## Page extract
begin

Glen E. Friedman (born March 3, 1962) is an American photographer and artist.

Coming to prominence in the 1980s with his photography of skateboarders and musicians, Friedman is considered one of the most important photographers of his generation.[1][2][3][4][5] He is perhaps best known for his work promoting rebellious artists such as Fugazi, Black Flag, Dead Kennedys, Circle Jerks, Minor Threat, Misfits, Bad Brains, Beastie Boys, Run-D.M.C., KRS-One, and Public Enemy, as well as classic skateboarding originators such as Tony Alva, Jay Adams, Alan Gelfand, Duane Peters, and Stacy Peralta. Although this work is documentary by association, he considers the work more in the realm of fine art photography. His most recent works exhibit this leaning more obviously.[6]

Friedman's photography has been seen in international publications for more than thirty years, on record covers for over twenty five years, and has been exhibited in art galleries and museums worldwide for over ten years.[6] Original prints of his work are in the photography collections of the Metropolitan Museum of Art in New York City,[7] the Berkeley Art Museum and Pacific Film Archive,[8] the Photographic History Collection of the National Museum of American History at the Smithsonian Institution in Washington D.C., as well as the permanent collection of the Experience Music Project Museum in Seattle, Washington, and private collections globally.[6] Six hardcover books have been published documenting his various subjects of interest.

end

## Records provided
begin

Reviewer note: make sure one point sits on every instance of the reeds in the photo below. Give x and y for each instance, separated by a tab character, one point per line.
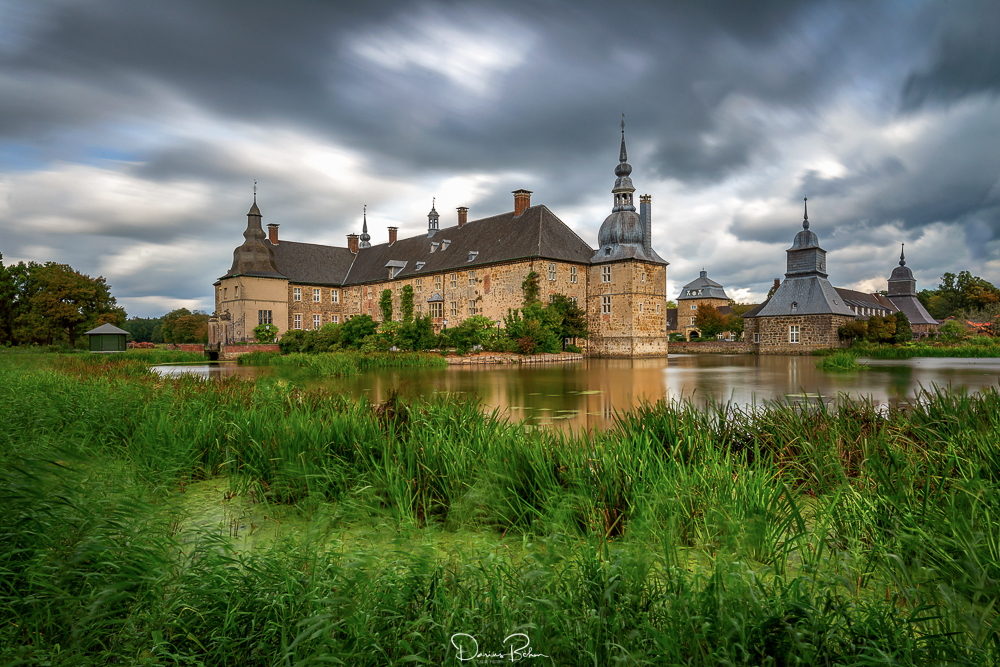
342	364
767	535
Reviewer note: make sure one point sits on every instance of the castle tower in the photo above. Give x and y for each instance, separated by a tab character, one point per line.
626	302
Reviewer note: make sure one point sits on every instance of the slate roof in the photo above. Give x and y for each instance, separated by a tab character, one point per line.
620	252
106	329
756	309
808	295
537	232
311	263
914	310
707	288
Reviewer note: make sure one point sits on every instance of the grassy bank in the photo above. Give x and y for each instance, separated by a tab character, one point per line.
342	364
977	347
727	536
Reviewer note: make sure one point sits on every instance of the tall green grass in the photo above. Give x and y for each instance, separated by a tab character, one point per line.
767	535
982	346
342	364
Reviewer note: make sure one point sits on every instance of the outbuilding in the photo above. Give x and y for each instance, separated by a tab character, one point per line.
107	338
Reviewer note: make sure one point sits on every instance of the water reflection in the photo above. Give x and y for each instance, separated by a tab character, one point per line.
586	394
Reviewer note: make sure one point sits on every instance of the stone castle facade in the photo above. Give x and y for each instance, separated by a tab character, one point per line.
474	267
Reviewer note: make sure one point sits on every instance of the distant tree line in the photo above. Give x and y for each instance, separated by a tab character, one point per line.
177	326
964	295
52	304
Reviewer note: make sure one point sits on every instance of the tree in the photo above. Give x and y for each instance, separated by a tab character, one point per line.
904	333
54	302
855	329
530	288
385	305
265	333
8	305
183	326
709	321
572	320
407	303
355	330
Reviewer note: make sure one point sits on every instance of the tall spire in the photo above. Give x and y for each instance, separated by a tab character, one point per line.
365	238
623	184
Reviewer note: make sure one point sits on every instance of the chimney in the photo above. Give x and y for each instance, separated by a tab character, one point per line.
522	200
645	215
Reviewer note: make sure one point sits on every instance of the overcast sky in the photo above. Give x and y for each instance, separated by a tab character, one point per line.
131	132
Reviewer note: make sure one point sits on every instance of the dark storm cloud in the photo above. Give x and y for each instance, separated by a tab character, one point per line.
965	59
527	94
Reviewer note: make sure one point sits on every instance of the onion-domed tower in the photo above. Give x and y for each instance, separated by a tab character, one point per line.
626	302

end

## Requests
a: Answer these questions using the passage on photographer Glen E. Friedman:
(i) In which decade did Friedman come to prominence?
(ii) How many hardcover books have been published documenting his subjects of interest?
(iii) Which Seattle museum holds his work in its permanent collection?
b: Carry on writing the passage on photographer Glen E. Friedman, picking up after its final sentence.

## Task-by-task results
a:
(i) The 1980s.
(ii) Six.
(iii) The Experience Music Project Museum.

b:
Friedman is a progressive political activist, shuns intoxicants (straight edge), and follows a strict vegan diet.[9] He married in 2007 (since divorced), had his first child in the same year, and lives in New York City.[6]

In May 2012 Glen E. Friedman was inducted as an "Icon" into the Skateboarding Hall of Fame.[10]


Friedman's childhood was largely spent skateboarding in the West Los Angeles schoolyards of the area called "Dogtown". His friends were beginning to be featured in magazines, but he felt the images failed to capture skating's true essence. Though still in junior high school, he thought he could do better.[6]

In the fall of 1976, Friedman discovered an empty pool, and corralled a few friends into riding it so he could take pictures. He showed the results to a freelance SkateBoarder writer he met on the local schoolyard embankments (the most popular place for skateboard riding at the time), who put the eighth-grader in touch with the editor. They published the first photos Glen submitted as a full-page subscription ad. He soon after became their youngest staff member.[6]

Several years later Friedman began to shoot the punk shows he was attending. Punks such as Black Flag and others received some of their first national and international media documentation through Friedman's work.[11]

Learning a strong work ethic from the self-promoters in Black Flag, Friedman started working with the younger brother of an old DogTown friends' band, got them a record deal, managed the band, and produced their first album. This band was Suicidal Tendencies, and that album became the largest selling punk album of the 1980s.[11]

By the mid eighties Friedman was working with Rick Rubin and Russell Simmons and their newly formed Def Jam Records, promoting groups such as Run-DMC and Public Enemy, continuing his dedication to popularizing rebel youth attitude.[11]

In the nineties to the present day Friedman has concentrated on publishing his books, selling his prints to serious collectors, and promoting those lifestyles that continue to inspire radical youth culture and rebels of all ages.[6][12]

In recent years, his work has become recognized by museums and institutions of higher learning, as part of their permanent collections.[6] He has also collaborated with artist Shepard Fairey, to create limited edition prints of some of his images.[13][14][15][16][17][18][19]

Time line[edit]

  • 1976 – At fourteen years old Glen E. Friedman shoots his first published photograph.[6]
  • 1981 – Shoots his first record album cover for The Adolescents on the Frontier label.[20]
  • 1982 – Friedman self-published his punk "photo-zine" My Rules. It sold 10,000 copies and was the largest selling 'zine of the era.[21]
  • 1983 – Friedman produced Suicidal Tendencies eponymous debut album, which became the biggest selling hardcore punk album of the decade.[6]
  • 1985 – Friedman is first introduced to Rick Rubin and Russell Simmons, after creating some memorable Beastie Boys photos, before they were widely known. By 1986 Friedman was photographing all the Def Jam artists and relocated back to New York in 1987. His early documentation of Run-DMC, Public Enemy, Ice-T, L.L. Cool J and the Beastie Boys brought hip hop to a wider audience.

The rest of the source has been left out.